**** Excerpt provided

The juice of Nepenthes: sticky, too, not only digestive

Nov 21, 2007 11:07 GMT  ·  By

These are the most amazing carnivorous plants: the 117 pitcher plant species of the genus Nepenthes, found from Madagascar and southeastern Asia to northeastern Australia. They possess the most spectacular traps, even if considered amongst the least sophisticated functionally, till the publication of a new research in the journal PLoS ONE.

Also called "Monkey cups" as the monkeys have been seen drinking rainwater from these plants, the pitchers are mainly epihytes, that's why they must hunt insects to get the necessary nitrogen.

The leaf continues with a tendril than ends with the pitcher like trap. The trap has a fluid of the plant's own production, which may be watery or syrupy and is used to drown the prey. The lower part of the trap contains glands which absorb nutrients from captured prey.

The upper inside of the trap has a slick waxy coating which impedes the escape of almost any prey. Around the entrance to the trap is a structure called the peristome (the "lip") which is slippery and often quite colorful, attracting prey but offering an unsure footing. Above the peristome there is a lid (the operculum): in many species this keeps rain from diluting the fluid within the pitcher, the underside of which may present nectar glands which attract prey.

********
**** Provided records

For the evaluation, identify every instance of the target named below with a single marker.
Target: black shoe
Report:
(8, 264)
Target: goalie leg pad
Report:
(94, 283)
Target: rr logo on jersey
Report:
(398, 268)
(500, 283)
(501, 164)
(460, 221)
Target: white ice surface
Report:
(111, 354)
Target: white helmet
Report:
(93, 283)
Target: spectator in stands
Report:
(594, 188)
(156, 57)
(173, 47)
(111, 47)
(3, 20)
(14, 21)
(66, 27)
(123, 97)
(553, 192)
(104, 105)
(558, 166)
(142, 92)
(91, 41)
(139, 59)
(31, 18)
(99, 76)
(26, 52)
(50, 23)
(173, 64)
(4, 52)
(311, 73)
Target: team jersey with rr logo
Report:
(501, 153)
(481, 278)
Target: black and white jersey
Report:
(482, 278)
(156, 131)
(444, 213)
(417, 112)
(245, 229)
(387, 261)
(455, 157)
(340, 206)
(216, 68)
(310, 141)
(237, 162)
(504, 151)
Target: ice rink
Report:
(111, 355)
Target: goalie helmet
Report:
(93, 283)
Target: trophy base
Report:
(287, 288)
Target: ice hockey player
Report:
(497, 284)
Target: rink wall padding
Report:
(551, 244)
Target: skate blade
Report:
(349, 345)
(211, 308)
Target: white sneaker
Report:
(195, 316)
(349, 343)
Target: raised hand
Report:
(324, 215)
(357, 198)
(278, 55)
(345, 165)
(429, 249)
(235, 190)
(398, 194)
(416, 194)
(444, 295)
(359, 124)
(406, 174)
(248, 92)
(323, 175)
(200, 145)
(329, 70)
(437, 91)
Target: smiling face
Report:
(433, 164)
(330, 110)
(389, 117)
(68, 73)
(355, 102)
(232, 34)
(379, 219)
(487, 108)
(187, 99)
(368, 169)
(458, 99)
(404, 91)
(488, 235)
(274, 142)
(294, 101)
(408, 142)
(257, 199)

********

What you will do
A. Reproduce the passage of the Nepenthes article between "Nov 21, 2007" and "the necessary nitrogen.", inclusive.
B. According to the Nepenthes article, what is the lid above the peristome called?

Task solutions
A.
Nov 21, 2007 11:07 GMT  ·  By

These are the most amazing carnivorous plants: the 117 pitcher plant species of the genus Nepenthes, found from Madagascar and southeastern Asia to northeastern Australia. They possess the most spectacular traps, even if considered amongst the least sophisticated functionally, till the publication of a new research in the journal PLoS ONE.

Also called "Monkey cups" as the monkeys have been seen drinking rainwater from these plants, the pitchers are mainly epihytes, that's why they must hunt insects to get the necessary nitrogen.

B. The operculum.